§ Your task: Please find the lines in the following records that hold "jeans", and copy them.

Data items
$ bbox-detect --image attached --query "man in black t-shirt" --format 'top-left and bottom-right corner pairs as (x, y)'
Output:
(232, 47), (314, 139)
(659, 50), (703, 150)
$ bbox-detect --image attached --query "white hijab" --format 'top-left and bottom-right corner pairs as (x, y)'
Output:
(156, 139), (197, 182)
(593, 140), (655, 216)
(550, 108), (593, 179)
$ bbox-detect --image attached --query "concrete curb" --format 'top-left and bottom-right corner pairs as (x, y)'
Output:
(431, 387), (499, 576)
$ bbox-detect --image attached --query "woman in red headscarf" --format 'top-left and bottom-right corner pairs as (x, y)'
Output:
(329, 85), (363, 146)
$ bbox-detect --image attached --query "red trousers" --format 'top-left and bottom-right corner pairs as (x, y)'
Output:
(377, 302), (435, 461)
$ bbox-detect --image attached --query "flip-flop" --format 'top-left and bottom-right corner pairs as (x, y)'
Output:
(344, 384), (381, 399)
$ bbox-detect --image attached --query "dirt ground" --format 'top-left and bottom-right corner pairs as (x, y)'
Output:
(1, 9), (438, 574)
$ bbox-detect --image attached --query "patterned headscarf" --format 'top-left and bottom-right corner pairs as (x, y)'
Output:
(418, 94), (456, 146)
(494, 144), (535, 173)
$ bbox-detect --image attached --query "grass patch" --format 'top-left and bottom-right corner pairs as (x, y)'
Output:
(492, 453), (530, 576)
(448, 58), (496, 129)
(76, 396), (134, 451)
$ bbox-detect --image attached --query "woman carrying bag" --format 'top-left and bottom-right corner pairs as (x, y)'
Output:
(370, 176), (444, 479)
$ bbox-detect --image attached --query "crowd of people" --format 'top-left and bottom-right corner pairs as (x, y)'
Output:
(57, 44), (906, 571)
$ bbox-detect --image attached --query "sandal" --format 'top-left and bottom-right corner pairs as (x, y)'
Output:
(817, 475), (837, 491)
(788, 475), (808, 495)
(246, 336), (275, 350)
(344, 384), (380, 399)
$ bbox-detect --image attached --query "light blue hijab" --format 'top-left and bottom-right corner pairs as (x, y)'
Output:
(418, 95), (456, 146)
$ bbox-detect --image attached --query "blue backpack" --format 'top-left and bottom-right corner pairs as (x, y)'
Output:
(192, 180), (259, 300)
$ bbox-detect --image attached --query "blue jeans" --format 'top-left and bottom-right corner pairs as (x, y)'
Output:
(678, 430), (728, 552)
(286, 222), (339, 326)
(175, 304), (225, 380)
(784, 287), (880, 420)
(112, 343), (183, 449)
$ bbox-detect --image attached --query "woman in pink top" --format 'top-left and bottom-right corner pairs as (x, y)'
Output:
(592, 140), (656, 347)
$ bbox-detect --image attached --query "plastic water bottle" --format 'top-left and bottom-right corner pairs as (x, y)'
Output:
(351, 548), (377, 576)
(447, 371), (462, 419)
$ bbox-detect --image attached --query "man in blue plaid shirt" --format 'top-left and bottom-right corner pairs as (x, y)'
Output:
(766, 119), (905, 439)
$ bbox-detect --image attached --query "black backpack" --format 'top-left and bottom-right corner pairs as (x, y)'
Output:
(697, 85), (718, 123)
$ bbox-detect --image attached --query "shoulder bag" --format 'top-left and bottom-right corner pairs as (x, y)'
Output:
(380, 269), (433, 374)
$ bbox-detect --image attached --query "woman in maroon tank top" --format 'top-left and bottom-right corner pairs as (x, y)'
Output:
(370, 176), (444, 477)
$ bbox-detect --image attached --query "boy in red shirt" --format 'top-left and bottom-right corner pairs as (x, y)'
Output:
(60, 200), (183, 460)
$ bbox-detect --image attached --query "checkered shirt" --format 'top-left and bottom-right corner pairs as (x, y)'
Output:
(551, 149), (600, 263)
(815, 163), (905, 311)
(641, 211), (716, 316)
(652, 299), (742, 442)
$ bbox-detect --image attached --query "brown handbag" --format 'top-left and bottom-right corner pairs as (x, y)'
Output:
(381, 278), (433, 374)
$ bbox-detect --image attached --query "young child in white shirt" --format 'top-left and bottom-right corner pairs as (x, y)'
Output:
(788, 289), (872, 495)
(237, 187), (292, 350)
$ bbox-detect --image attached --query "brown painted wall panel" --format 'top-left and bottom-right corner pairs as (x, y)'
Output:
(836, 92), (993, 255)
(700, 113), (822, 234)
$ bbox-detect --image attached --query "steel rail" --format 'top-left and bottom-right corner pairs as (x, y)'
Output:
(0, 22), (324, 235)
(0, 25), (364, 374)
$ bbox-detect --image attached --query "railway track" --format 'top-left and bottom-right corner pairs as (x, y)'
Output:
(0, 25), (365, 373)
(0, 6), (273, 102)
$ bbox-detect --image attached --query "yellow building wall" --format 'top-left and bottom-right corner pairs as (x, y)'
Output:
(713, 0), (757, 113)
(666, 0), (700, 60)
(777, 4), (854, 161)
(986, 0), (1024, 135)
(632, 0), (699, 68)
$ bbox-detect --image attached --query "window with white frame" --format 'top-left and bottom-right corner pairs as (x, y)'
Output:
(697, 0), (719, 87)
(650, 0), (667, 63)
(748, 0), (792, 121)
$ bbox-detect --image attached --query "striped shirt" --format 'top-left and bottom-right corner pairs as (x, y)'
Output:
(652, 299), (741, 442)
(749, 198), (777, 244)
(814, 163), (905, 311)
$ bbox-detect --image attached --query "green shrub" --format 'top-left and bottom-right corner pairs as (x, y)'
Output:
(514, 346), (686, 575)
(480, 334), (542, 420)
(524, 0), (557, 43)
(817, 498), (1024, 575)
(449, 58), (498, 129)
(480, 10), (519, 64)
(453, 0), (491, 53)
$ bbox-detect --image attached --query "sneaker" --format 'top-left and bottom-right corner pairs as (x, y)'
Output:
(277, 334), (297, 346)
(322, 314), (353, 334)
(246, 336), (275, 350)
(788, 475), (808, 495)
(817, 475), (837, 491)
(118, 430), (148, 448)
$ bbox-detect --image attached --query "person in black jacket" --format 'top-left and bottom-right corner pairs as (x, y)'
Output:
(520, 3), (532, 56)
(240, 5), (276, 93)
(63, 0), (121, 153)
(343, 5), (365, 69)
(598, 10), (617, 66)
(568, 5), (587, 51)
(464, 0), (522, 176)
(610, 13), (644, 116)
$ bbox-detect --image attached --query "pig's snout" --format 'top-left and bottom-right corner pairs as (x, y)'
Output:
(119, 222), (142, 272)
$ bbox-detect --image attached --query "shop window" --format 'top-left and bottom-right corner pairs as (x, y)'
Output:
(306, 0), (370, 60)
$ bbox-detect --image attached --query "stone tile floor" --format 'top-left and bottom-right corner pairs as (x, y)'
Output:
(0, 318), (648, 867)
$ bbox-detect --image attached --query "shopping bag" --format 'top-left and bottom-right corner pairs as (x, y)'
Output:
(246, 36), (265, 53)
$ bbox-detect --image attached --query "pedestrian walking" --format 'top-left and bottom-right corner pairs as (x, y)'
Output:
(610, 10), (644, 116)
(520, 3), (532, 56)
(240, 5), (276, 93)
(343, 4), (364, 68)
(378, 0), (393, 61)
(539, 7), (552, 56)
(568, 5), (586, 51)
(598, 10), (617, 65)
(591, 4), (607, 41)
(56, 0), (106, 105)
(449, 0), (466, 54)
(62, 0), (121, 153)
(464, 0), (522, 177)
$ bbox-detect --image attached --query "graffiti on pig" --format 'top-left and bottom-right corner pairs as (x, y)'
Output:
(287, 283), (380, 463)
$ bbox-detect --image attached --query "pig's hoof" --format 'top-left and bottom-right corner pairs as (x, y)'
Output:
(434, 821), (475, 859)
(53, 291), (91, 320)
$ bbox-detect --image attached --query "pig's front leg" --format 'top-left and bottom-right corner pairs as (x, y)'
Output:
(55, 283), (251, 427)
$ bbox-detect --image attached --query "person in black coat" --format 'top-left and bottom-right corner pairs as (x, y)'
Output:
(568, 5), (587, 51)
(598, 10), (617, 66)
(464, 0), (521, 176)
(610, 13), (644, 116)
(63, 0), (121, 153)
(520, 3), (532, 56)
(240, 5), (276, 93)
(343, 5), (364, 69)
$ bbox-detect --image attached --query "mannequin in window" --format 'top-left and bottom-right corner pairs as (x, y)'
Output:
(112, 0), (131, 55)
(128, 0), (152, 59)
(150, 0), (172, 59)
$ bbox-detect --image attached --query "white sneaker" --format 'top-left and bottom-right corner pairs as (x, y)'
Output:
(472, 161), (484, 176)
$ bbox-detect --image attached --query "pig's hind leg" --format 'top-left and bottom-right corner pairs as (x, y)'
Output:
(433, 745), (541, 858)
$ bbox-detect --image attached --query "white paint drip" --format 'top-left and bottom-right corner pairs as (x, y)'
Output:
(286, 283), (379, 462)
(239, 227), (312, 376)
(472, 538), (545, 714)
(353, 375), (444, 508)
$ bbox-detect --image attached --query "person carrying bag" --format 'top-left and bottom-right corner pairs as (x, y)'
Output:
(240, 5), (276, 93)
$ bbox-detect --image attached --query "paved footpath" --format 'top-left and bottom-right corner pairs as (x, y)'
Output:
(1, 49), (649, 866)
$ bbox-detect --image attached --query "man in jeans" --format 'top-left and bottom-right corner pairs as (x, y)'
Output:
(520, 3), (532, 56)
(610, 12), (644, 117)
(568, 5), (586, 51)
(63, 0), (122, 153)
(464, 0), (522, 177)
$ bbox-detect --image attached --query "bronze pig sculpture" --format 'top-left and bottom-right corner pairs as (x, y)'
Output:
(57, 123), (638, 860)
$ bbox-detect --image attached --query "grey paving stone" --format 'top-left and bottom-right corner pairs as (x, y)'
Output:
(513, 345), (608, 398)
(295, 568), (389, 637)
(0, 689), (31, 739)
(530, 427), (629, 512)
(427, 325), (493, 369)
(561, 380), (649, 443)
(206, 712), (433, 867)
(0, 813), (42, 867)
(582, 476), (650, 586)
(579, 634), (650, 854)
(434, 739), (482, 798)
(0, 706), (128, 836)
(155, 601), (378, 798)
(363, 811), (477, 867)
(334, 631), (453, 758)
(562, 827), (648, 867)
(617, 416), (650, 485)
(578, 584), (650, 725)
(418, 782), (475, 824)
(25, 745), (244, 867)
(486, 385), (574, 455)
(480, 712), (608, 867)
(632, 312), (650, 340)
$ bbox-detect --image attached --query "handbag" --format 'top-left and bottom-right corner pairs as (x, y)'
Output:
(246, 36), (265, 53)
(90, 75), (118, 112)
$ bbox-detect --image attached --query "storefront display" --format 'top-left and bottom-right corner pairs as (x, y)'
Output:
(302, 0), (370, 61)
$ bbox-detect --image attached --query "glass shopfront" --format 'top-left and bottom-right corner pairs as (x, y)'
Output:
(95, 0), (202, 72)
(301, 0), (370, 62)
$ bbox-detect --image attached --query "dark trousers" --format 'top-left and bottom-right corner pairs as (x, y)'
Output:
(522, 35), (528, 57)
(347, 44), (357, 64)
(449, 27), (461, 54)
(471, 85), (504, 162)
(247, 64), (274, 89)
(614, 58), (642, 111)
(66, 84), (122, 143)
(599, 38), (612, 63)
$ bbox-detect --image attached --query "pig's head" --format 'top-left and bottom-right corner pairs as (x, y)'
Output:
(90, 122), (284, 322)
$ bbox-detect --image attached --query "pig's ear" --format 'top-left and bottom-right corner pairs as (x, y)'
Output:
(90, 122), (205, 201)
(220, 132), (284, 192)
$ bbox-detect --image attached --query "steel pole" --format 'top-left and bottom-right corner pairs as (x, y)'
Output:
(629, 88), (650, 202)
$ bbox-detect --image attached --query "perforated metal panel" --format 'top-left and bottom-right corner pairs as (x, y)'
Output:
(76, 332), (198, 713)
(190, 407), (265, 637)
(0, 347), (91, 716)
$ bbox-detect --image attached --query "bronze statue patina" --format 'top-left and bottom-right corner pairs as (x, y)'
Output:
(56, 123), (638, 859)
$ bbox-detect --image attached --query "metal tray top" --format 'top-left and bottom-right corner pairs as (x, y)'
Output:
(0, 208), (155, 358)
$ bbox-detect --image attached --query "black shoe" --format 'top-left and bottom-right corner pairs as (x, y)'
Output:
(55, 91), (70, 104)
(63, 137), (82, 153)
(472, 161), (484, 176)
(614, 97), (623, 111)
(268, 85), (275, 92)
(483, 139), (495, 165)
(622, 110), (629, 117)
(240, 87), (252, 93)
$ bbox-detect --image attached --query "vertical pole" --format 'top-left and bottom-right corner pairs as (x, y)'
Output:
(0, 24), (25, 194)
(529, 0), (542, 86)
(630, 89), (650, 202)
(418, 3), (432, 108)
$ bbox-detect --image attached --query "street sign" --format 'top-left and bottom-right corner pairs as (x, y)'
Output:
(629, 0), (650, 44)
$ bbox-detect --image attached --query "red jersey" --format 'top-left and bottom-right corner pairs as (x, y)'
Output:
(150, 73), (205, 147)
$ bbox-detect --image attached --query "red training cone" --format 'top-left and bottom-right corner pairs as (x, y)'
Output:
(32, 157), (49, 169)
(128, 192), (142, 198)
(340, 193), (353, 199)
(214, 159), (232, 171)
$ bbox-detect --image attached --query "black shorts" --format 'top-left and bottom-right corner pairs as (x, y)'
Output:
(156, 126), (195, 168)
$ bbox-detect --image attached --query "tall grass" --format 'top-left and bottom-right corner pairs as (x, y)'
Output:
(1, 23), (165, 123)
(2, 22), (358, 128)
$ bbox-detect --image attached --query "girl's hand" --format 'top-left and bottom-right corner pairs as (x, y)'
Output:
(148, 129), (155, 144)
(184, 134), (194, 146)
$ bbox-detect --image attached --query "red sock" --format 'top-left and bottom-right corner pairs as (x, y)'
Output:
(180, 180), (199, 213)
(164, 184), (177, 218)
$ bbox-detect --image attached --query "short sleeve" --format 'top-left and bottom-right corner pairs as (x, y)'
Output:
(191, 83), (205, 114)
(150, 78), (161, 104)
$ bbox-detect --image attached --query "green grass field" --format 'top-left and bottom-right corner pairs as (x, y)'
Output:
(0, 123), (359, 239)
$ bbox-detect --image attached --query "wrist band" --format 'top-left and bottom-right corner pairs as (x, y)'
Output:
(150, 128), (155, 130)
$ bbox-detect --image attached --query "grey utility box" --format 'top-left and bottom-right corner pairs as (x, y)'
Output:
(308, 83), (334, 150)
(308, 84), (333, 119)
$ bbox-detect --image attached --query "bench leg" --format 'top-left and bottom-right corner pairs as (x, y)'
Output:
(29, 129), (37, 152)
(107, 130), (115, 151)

§ Answer space:
$ bbox-detect --image attached --query "blue jeans" --format 'top-left and bottom-right corner pairs as (x, y)'
$ bbox-detect --image attached --query "man in jeans" --format 'top-left and bottom-right corner pairs as (x, y)'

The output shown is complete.